Posted by Rick Regole on March 18, 2019 | Updated on March 18, 2019

Common Misconceptions About Overmolded Cable AssembliesFar more goes into the manufacturing of overmolded cable assemblies than meets the eye. Paired with the countless suppliers who claim to be “the best” resource for your electrical needs, it’s easy to understand why so much misinformation circulates the internet regarding the cost, parameters, and importance of overmolded cables. Today, we’re addressing four of the most frequently-referenced misconceptions and setting the record straight so that your development team can make the right choices moving forward.

1. Overmolded cables are too expensive.

The upfront cost to produce an overmolded cable compared to a cable assembly can be more expensive because of the tooling involved. However, a price tag isn’t the accurate measure of a product’s value. Overmolded cables improve strain relief, pull strength, and flexibility at the cable exit. Depending on the overmolding material, these cables may also be highly resistant to chemicals, fire, moisture ingress, UV light, and other harmful factors that will drastically shorten the shelf life of traditional cable assemblies. In other words, you might pay more upfront to manufacture an overmolded cable, but you’ll spend less on cable maintenance, failures, and replacements.

2. Overmolded cable assemblies require a high Minimum Order Quantity (MOQ).

This may be true with some overmolded cable manufacturers, but not with iCONN Systems. The reason many manufacturers impose an MOQ is that low-volume orders require more work than they’re worth. This is due to something we call the changeover process.

The changeover process is the series of steps that a manufacturer must go through to prepare a production line for the development of a new product. This includes changing out workers, machines, machine settings, materials, and other production essentials. The changeover process requires time and resources that the manufacturer must pay for without directly generating revenue. To make the changeover process more affordable, they distribute the cost across the unit price paid by the customer. When the unit volume is high, this price is minuscule. When the unit volume is low, the cost is more noticeable.

:::

_Direction 1:_ Set down the passage of the overmolded cable post verbatim, beginning at the words "1. Overmolded cables" and stopping after "Order Quantity (MOQ).".
_Direction 2:_ Name every harmful factor that the overmolded cable post says these cables may be highly resistant to, depending on the overmolding material.
_Direction 3:_ According to the overmolded cable post, why do many manufacturers impose a Minimum Order Quantity?

:::

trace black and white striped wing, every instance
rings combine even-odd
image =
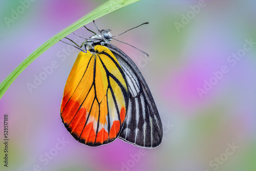
[[[135,63],[123,52],[110,44],[104,46],[116,57],[128,82],[128,110],[119,138],[142,147],[152,148],[158,146],[162,140],[163,128],[145,79]]]

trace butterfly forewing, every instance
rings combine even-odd
[[[94,146],[115,140],[122,127],[129,102],[124,73],[108,48],[80,52],[67,81],[60,113],[80,142]]]
[[[134,62],[114,46],[105,44],[118,60],[127,81],[130,96],[126,117],[119,137],[142,147],[159,145],[163,129],[156,105],[142,75]]]

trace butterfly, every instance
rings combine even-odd
[[[148,23],[116,36],[93,23],[98,34],[86,26],[94,35],[84,38],[73,33],[86,40],[81,46],[67,37],[74,45],[60,40],[80,50],[64,89],[62,122],[76,140],[90,146],[117,138],[141,147],[158,146],[163,129],[148,87],[132,59],[110,44],[117,40],[113,37]]]

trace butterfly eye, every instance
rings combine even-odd
[[[110,38],[110,35],[108,33],[104,33],[103,34],[103,36],[104,37],[104,38],[107,39],[109,39]]]

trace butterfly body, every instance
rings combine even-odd
[[[118,137],[139,147],[157,147],[162,123],[142,75],[110,44],[110,30],[98,31],[79,47],[68,78],[60,109],[64,125],[75,139],[90,146]]]

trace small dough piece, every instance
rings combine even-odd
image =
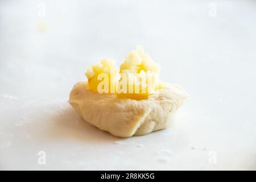
[[[81,81],[74,86],[68,102],[91,125],[114,136],[129,137],[169,126],[187,96],[180,86],[164,84],[147,100],[118,98],[114,94],[92,92],[87,82]]]

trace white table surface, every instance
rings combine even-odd
[[[255,1],[1,1],[0,169],[256,169],[255,32]],[[137,44],[189,97],[169,129],[122,139],[67,101]]]

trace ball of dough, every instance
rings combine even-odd
[[[81,81],[74,86],[68,102],[91,125],[114,136],[129,137],[169,126],[187,96],[173,84],[164,85],[147,100],[122,99],[91,91],[87,82]]]

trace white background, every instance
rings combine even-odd
[[[0,169],[256,169],[255,34],[255,1],[1,1]],[[67,101],[137,44],[189,97],[170,128],[122,139]]]

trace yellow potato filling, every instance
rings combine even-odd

:::

_Output 1:_
1. Overmolded cables are too expensive.

The upfront cost to produce an overmolded cable compared to a cable assembly can be more expensive because of the tooling involved. However, a price tag isn’t the accurate measure of a product’s value. Overmolded cables improve strain relief, pull strength, and flexibility at the cable exit. Depending on the overmolding material, these cables may also be highly resistant to chemicals, fire, moisture ingress, UV light, and other harmful factors that will drastically shorten the shelf life of traditional cable assemblies. In other words, you might pay more upfront to manufacture an overmolded cable, but you’ll spend less on cable maintenance, failures, and replacements.

2. Overmolded cable assemblies require a high Minimum Order Quantity (MOQ).

_Output 2:_
Chemicals
Fire
Moisture ingress
UV light

_Output 3:_ Low-volume orders require more work than they're worth.